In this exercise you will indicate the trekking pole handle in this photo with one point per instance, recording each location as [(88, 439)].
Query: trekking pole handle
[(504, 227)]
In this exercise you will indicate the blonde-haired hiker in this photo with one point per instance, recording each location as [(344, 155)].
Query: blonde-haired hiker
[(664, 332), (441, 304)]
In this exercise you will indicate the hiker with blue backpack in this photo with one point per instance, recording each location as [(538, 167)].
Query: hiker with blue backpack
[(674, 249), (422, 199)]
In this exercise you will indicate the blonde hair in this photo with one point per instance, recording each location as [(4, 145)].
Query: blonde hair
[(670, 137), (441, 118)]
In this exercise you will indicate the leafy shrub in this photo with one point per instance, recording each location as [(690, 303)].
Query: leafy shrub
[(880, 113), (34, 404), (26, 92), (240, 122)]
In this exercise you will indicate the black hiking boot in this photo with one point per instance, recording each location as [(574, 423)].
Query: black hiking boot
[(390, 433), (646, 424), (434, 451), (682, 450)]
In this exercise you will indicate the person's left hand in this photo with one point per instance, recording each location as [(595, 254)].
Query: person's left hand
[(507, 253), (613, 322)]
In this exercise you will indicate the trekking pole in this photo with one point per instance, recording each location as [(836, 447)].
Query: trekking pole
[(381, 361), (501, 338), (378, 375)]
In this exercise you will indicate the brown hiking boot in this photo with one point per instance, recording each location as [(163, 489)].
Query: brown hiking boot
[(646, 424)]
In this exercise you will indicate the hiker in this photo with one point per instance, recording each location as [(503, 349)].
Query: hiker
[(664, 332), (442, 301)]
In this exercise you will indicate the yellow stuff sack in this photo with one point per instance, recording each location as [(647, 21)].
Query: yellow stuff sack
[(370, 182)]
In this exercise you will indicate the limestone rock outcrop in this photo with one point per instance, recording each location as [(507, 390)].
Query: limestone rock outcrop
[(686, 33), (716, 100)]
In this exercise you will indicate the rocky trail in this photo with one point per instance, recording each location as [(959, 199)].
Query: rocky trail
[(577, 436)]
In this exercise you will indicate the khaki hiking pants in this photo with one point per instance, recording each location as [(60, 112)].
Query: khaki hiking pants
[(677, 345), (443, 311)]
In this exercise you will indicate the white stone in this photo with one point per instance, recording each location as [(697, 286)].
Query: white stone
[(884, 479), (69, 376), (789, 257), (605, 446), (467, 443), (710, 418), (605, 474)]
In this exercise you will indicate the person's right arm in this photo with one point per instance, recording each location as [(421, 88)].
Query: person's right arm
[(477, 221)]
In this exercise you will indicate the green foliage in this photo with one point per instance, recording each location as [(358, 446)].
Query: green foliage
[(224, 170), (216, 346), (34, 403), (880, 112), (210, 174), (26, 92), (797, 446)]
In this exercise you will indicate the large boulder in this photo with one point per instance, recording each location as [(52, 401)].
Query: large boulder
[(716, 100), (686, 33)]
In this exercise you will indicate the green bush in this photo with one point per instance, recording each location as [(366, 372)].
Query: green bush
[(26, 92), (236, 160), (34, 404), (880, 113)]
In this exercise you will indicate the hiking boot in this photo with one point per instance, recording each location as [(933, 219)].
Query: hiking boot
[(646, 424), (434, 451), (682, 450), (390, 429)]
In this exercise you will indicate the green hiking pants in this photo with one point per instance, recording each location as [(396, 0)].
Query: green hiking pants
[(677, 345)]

* **Exercise objective**
Reproduce the listing above, substituting "a single point per instance" for every occurrence of "one point per instance". Leave all other wording untouched.

* **Response below**
In this exercise you will indicate the trekking pole handle in this photo with a single point per instance, recording each location as [(88, 439)].
Query: trekking pole handle
[(504, 227)]
In this exercise you will indicate the blonde-haired hiker in this photo with a single point per instance, recording each location as [(344, 155)].
Query: blonde-haired hiker
[(664, 332), (441, 304)]
In this exercise you will indicate the hiker with blue backpack in this photo with a single point per instance, recording each location as [(538, 167)].
Query: hiker with blue backpack
[(674, 249), (422, 199)]
In this exercise you will indicate the blonde hair in this photo with a single point per instance, recording each location as [(4, 145)].
Query: blonde hair
[(670, 137), (441, 118)]
In this exercise you will indicate the leafy shrub in this photo with a single point per instance, recording each location as [(690, 303)].
Query: leafy shrub
[(880, 113), (34, 404), (26, 92), (240, 122)]
In this exercise you will indicate the black hiking boot in this photo with a single point per instance, recording each location as [(574, 423)].
Query: black hiking boot
[(390, 433), (646, 424), (434, 451), (682, 450)]
In this exercise you will indicate the person's left hand in this photo with a single point per instance, recording each location as [(595, 254)].
Query: person's left hand
[(507, 253), (613, 322)]
In this exercise you will indicate the trekking pole in this photo with a single point per instance, recording each location as [(836, 447)].
Query: trekking pole
[(381, 361), (501, 338), (378, 375)]
In this exercise you will indicate the brown hiking boot in this photo with a single point per instance, recording each location as [(163, 489)].
Query: brown hiking boot
[(646, 424)]
In this exercise you will indicate the hiker in this photo with a single point per instance, recording each location as [(503, 349)].
Query: hiker
[(664, 332), (442, 301)]
In this exercise you will indicate the yellow stuff sack in this photo with a single point per instance, recording each location as [(647, 21)].
Query: yellow stuff sack
[(370, 182)]
In this exercise you will indicate the limestone rock outcrop in this photo with a single point per instance, recording each location as [(507, 390)].
Query: limestone rock outcrop
[(686, 33), (716, 100)]
In this exercise you will indicate the rocky trail in this photo with a single point per instance, recording each location as [(959, 199)].
Query: rocky trail
[(577, 436)]
In this exercise you will indicate the khaki hiking pants in this photo with a single point per instance, recording each location as [(60, 112)].
Query: khaki hiking pants
[(677, 345), (443, 311)]
In this exercise you will indicate the white stone in this photo with a single point per instance, recording each location as [(697, 286)].
Query: white stone
[(884, 479), (69, 376), (789, 257), (605, 446), (467, 443), (710, 418), (605, 474)]
In this exercise you will indicate the person's right arm in this photo with a single point per instance, recording each location as [(421, 88)].
Query: person's right arm
[(477, 221)]
In this exercise you will indicate the green foliage in this photo with a single point per instance, recording each location as [(358, 446)].
Query: green foliage
[(224, 170), (216, 346), (34, 403), (880, 112), (210, 174), (26, 92), (797, 446)]
In this exercise you will indicate the large boulder in this photo with a single point per instance, recording each location as [(52, 401)].
Query: large boulder
[(716, 100), (686, 33)]
In this exercise you will indicate the green bush in this photo with a single point per instance, recording each location as [(366, 372)].
Query: green bush
[(26, 92), (236, 160), (34, 404), (880, 113)]
In this exercise you will indicate the hiking boot in this photo with a single point per instance, recording each location as [(933, 219)].
Query: hiking boot
[(646, 424), (434, 451), (682, 450), (390, 429)]
In this exercise you will indicate the green hiking pants in this photo with a single point per instance, recording each location as [(396, 0)].
Query: green hiking pants
[(677, 345)]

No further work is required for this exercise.